Copy out each line in the rows below that contains the string "skeleton".

☆ ☆ ☆

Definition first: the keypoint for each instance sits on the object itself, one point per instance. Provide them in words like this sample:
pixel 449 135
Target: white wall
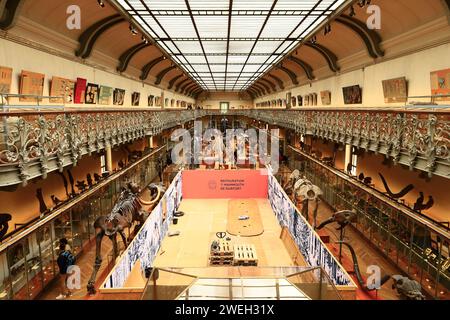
pixel 19 57
pixel 415 67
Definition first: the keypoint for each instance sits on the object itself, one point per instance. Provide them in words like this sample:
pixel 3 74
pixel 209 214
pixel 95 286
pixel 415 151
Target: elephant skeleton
pixel 127 211
pixel 293 177
pixel 307 191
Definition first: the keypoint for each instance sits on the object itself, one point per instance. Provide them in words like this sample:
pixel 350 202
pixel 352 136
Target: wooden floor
pixel 202 220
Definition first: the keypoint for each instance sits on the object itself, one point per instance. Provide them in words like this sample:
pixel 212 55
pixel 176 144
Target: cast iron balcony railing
pixel 418 139
pixel 33 143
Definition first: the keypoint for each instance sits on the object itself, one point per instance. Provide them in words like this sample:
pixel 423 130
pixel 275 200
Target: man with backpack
pixel 64 261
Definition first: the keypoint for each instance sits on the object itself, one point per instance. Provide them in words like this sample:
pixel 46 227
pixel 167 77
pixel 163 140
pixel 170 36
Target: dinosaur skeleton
pixel 127 210
pixel 407 289
pixel 305 190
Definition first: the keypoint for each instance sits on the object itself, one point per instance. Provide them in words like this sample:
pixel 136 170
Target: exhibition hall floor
pixel 198 228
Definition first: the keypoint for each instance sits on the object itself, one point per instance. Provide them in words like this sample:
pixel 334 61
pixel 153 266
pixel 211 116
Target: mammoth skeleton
pixel 126 212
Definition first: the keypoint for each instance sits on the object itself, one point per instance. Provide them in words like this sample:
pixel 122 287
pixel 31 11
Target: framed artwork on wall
pixel 314 99
pixel 395 90
pixel 135 98
pixel 104 97
pixel 61 87
pixel 80 89
pixel 118 97
pixel 31 83
pixel 352 94
pixel 5 79
pixel 325 96
pixel 440 84
pixel 91 94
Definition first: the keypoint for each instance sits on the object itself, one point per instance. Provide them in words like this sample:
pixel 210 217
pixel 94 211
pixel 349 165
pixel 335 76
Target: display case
pixel 5 280
pixel 45 238
pixel 415 248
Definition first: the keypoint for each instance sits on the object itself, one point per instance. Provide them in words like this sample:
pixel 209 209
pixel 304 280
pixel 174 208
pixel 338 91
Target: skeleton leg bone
pixel 98 261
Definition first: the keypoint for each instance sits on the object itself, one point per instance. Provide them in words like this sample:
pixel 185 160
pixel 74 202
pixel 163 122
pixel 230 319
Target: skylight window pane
pixel 253 48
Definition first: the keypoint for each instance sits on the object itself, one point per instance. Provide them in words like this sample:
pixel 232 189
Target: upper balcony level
pixel 37 140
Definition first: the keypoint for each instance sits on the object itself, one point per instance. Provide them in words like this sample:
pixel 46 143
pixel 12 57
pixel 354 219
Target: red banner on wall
pixel 224 184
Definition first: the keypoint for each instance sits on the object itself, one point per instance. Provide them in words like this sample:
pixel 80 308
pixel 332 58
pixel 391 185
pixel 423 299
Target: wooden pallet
pixel 225 249
pixel 224 256
pixel 245 255
pixel 221 261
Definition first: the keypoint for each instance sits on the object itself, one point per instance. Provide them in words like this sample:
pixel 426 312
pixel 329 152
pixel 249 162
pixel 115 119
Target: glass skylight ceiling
pixel 225 45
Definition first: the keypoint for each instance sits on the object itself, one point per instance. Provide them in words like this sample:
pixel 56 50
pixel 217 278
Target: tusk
pixel 149 203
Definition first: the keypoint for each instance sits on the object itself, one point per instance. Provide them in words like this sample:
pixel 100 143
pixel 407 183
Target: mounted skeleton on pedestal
pixel 127 210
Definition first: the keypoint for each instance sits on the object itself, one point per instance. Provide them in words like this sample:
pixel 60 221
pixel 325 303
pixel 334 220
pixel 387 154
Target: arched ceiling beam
pixel 261 87
pixel 371 38
pixel 196 91
pixel 149 66
pixel 191 91
pixel 291 74
pixel 90 35
pixel 306 67
pixel 177 88
pixel 162 73
pixel 270 83
pixel 9 11
pixel 173 80
pixel 278 81
pixel 184 86
pixel 254 91
pixel 126 57
pixel 329 56
pixel 251 94
pixel 266 87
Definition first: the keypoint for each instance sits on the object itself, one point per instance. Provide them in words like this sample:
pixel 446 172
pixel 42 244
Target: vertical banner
pixel 147 242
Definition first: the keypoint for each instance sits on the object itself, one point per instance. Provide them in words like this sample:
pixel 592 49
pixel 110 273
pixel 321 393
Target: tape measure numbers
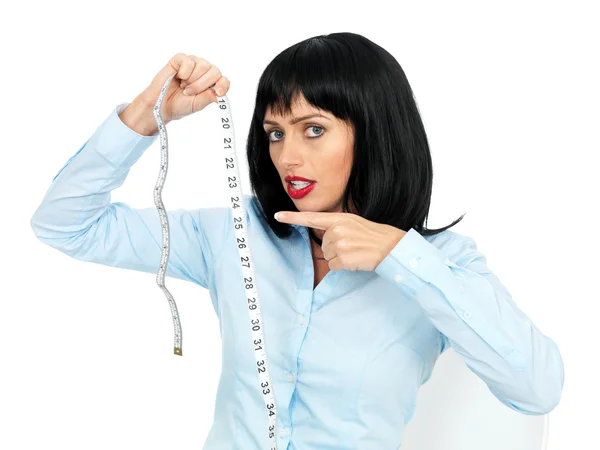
pixel 234 183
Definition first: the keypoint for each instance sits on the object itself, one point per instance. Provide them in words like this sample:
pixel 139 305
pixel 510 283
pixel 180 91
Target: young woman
pixel 359 298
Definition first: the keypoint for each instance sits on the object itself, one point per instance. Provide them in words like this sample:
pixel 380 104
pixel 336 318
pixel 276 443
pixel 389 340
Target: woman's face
pixel 318 148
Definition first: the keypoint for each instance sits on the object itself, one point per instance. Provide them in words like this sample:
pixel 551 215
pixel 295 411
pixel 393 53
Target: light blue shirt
pixel 347 358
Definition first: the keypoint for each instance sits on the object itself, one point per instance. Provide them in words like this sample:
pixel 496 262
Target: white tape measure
pixel 234 182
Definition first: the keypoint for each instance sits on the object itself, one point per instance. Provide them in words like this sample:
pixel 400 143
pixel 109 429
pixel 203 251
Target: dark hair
pixel 360 83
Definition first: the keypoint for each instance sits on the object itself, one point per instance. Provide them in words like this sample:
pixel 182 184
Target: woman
pixel 359 299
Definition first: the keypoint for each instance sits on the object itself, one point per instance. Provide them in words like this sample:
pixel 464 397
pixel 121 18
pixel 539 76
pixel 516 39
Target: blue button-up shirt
pixel 346 358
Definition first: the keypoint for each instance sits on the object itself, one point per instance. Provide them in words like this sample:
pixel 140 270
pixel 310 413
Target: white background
pixel 509 95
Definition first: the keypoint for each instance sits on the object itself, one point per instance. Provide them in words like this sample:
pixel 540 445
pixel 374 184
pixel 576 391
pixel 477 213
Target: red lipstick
pixel 299 193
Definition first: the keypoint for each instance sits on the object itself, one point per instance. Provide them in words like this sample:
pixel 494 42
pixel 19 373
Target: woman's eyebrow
pixel 297 119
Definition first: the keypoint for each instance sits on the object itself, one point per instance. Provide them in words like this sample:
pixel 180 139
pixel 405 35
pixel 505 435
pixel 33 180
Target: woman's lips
pixel 299 193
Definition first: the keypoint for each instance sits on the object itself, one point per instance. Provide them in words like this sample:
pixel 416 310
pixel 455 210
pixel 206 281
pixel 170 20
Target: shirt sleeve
pixel 76 215
pixel 476 315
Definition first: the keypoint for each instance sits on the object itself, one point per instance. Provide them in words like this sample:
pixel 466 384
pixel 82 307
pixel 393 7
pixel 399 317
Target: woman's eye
pixel 280 133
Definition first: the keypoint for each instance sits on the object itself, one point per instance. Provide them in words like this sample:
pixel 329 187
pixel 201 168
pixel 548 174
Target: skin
pixel 318 148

☆ ☆ ☆

- ANSWER TO THE PROBLEM
Target: elephant skeleton
Target: dinosaur skeleton
Target: mammoth skeleton
Target: skeleton leg bone
Target: mounted skeleton on pedestal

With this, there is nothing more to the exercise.